The Symphony No. 38 in D major, K. 504, was composed by Wolfgang Amadeus Mozart in late 1786. It was premiered in Prague on January 19, 1787, a few weeks after Le nozze di Figaro opened there. It is popularly known as the Prague Symphony. Mozart's autograph thematic catalogue bears December 6, 1786, as the date of composition.
Other works written by Mozart about contemporary with this symphony include the twenty-fifth piano concerto and the piano trio in B-flat (K. 503 and K. 502, respectively) the former also written in December 1786, the latter written in November. The aria scena and rondo Ch'io mi scordi di te? K.505 for soprano and orchestra with piano obligato, regarded by Girdlestone in his book on Mozart and his Piano Concertos as a work on the same level, also dates from the same period. This work would be called No. 37 if the K. 444 work was removed from the numbering.
- See also: Mozart and Prague
Although Mozart's popularity among the Viennese waxed and waned, he was consistently popular among the Bohemians and had a devoted following in Prague. A piece appearing in the Prager Neue Zeitung shortly after Mozart's death expresses this sentiment: "Mozart seems to have written for the people of Bohemia, his music is understood nowhere better than in Prague, and even in the countryside it is widely loved." The Prague Symphony was written in gratitude for their high esteem.
The early classical symphony of the 18th century would either have three movements or four (or one movement in three recognizable sections, like the 26th or the 32nd), the four-movement symphonies having a minuet in addition. By the time Mozart wrote his Prague symphony, however, the symphony was no longer a step away from the opera overture, no longer bound to this tradition, so that the symphony without a minuet could be, and was, similar in weight to his other symphonies, different mostly in the lack of that minuet and not in overall specific gravity.
The Prague Symphony was scored for two flutes, two oboes, two bassoons, two horns, two trumpets, timpani and strings.
The work has the following three movements:
Adagio—Allegro, 4/4 (Sonata form)
Andante in G major, 6/8 (Sonata form)
Finale (Presto), 2/4
The first movement begins with a slow introduction, which is atypical for Mozart—he only does this in two of his other symphonies, No. 36 ("Linz") and No. 39. The introduction gives way to the main portion of the movement, in which six melodies are developed and recapitulated in a very contrapuntal example of sonata-allegro form. Certain phrases in the first movement bear a resemblance to the Overture of Mozart's Die Zauberflöte. Moreover, the first movement is composed in a similar form to that of the Overture: Adagio–Allegro. The allegro proper is written in the style of a fugue with the musical material of the climax being similar to that of the climax of the fugue in the overture to Die Zauberflöte. Furthermore, certain musical material from the beginning of the first movement has been quoted by Rossini in his overture to The Barber of Seville. This overture, too, is similar in form to that of the first movement of this symphony, a slow introduction with a loud pronouncement of the tonic followed by a quiet or piano section in which tension is built then resolved in forte. Musical material found throughout the first minor section of the first movement is similar to that of the overture to Mozart's Don Giovanni. Furthermore, the orchestral effects during this section are similar: winds and timpani announcing the chord with strings playing a even rhythmed harmony with the chord.

• _Material provided_
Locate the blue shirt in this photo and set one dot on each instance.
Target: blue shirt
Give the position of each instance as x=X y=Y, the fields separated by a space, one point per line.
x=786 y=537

• _Aim of the task_
According to the text about Mozart's Prague Symphony, in what city and on what date was the symphony first performed?

• _Result of this exercise_
Prague, on January 19, 1787.